### [Problem description]
Reproduce all of the records below word for word, keeping every line unchanged and in its original order.

— BEGIN —

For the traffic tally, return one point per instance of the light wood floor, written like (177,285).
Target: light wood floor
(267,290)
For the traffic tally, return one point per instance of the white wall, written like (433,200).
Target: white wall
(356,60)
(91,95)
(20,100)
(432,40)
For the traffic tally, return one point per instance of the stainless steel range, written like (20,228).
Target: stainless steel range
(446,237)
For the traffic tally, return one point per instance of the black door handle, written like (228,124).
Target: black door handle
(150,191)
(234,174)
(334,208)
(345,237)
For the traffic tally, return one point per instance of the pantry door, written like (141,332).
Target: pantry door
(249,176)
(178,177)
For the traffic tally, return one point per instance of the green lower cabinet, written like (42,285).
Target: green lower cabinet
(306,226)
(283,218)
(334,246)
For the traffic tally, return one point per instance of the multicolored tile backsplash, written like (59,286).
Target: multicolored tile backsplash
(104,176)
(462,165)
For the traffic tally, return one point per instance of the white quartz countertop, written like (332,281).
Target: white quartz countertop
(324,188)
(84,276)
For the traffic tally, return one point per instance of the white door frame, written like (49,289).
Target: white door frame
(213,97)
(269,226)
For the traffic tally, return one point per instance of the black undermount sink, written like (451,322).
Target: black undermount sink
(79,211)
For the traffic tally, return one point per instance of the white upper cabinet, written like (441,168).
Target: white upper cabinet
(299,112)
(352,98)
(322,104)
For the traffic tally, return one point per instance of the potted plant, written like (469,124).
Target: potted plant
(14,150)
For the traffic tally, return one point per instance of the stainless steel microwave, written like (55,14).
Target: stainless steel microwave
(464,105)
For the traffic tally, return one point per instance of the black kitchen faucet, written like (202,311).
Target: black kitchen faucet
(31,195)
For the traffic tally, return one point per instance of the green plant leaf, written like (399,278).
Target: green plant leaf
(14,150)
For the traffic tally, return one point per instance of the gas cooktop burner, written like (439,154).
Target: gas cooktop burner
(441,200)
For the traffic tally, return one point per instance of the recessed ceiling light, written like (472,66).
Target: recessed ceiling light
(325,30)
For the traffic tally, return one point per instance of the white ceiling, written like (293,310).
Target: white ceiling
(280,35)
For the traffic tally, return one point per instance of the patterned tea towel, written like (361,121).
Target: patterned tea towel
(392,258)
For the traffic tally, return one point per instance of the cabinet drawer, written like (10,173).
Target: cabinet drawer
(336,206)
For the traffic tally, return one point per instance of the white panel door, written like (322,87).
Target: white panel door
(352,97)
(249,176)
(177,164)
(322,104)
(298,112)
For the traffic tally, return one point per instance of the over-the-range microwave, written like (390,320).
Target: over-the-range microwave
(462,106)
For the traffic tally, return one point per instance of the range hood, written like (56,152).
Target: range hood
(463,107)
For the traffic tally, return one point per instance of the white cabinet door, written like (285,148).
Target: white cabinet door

— END —

### [Response to the task]
For the traffic tally, return one point per instance of the light wood floor, written like (177,285).
Target: light wood floor
(267,290)
For the traffic tally, return one point per instance of the white wall, written like (433,200).
Target: white wall
(356,60)
(91,95)
(20,100)
(432,40)
For the traffic tally, return one point per instance of the stainless steel range, written like (20,228).
Target: stainless steel range
(446,237)
For the traffic tally, return one point per instance of the black door handle, written like (228,124).
Target: black door handle
(150,191)
(234,174)
(334,208)
(345,237)
For the traffic tally, return one point per instance of the pantry door, written like (141,332).
Target: pantry door
(249,176)
(178,177)
For the traffic tally, return one point per instance of the green lower cabinet, written like (42,285).
Target: green lower cabinet
(306,226)
(283,218)
(334,246)
For the traffic tally, return one point per instance of the multicolored tile backsplash, written like (59,286).
Target: multicolored tile backsplash
(104,176)
(462,165)
For the traffic tally, return one point per instance of the white quartz countertop, written like (332,281).
Target: white quartz countertop
(324,188)
(84,276)
For the traffic tally, return one point per instance of the white door frame, written like (49,289).
Target: white door frame
(213,97)
(269,226)
For the traffic tally, return one point per instance of the black undermount sink, written like (451,322).
Target: black undermount sink
(79,211)
For the traffic tally, return one point per instance of the white upper cabinet, written like (441,168).
Target: white upper cabinet
(299,112)
(352,98)
(322,104)
For the traffic tally, return one point per instance of the potted plant, written like (469,124).
Target: potted plant
(14,150)
For the traffic tally, return one point per instance of the stainless steel microwave, written like (55,14).
Target: stainless steel microwave
(464,105)
For the traffic tally, return one point per instance of the black kitchen faucet, written like (202,311).
Target: black kitchen faucet
(31,195)
For the traffic tally, return one point per instance of the green plant leaf, written like (399,278).
Target: green plant leaf
(14,150)
For the traffic tally, return one point per instance of the gas cooktop burner, written like (439,154).
Target: gas cooktop burner
(441,200)
For the traffic tally, return one point per instance of the recessed ceiling light, written like (472,66).
Target: recessed ceiling light
(325,30)
For the traffic tally, return one point per instance of the white ceiling, written like (293,310).
Target: white ceiling
(280,35)
For the traffic tally, return one point per instance of the patterned tea towel, written like (361,121).
Target: patterned tea towel
(392,258)
For the traffic tally, return one point per instance of the cabinet drawer, written like (10,173).
Target: cabinet drawer
(336,206)
For the traffic tally, return one point per instance of the white panel door, written like (322,87).
Target: white panel door
(352,97)
(249,176)
(177,164)
(322,104)
(298,112)
For the traffic tally, return one point per instance of the over-the-range microwave, written like (390,320).
Target: over-the-range microwave
(462,106)
For the traffic tally, return one point per instance of the range hood, written like (56,152).
Target: range hood
(463,107)
For the traffic tally, return one point per instance of the white cabinet door, written like (285,148).
Target: white cabinet door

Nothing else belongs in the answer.